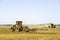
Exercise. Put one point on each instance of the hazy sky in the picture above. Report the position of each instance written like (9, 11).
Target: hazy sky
(30, 11)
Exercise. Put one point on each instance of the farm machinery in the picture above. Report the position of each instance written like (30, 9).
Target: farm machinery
(19, 27)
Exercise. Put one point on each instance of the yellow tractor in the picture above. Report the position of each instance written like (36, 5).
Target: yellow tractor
(18, 27)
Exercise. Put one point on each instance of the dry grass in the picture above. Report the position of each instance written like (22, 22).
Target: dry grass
(6, 34)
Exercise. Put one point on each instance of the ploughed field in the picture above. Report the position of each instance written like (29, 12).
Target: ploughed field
(50, 34)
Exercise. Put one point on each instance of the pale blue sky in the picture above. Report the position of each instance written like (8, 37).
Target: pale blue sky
(30, 11)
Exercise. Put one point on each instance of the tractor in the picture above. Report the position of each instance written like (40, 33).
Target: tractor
(18, 27)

--

_Task instructions_. Reproduce every line of the records above, including the requests, and add 78 to each coordinate in the answers while leaving the requests and their format samples unchanged. Omit the pictures from your reply.

_Solution for this problem_.
Exercise. Put one point on each instance of the hazy sky in the picture above. Report the position of each instance written like (9, 11).
Target: hazy sky
(108, 89)
Exercise. Put one point on each instance of the farm machinery in the picture above. Report the position of each instance written like (30, 9).
Target: farm machinery
(97, 105)
Exercise. Put one point on each instance of the yellow tractor in the picture above. Report the position of each instance written like (36, 5).
Target: yellow tractor
(96, 105)
Exercise. Put one point on each instance of the dry grass in the picture above. Report the position of each instance written like (22, 22).
Target: dry grass
(84, 112)
Exercise. Put one point on each instance of the ploughed field in the picture above. Report the position of each instance written like (29, 12).
Target: ploughed field
(128, 112)
Exercise. Put one point on each instance of the pale blue sky in the picture above. Report the position of each instance written like (8, 37).
Target: pale blue sky
(108, 89)
Exercise. Put one point on each instance of the tractor in the picture above. Report the position of each instance written like (40, 33).
Target: tractor
(96, 105)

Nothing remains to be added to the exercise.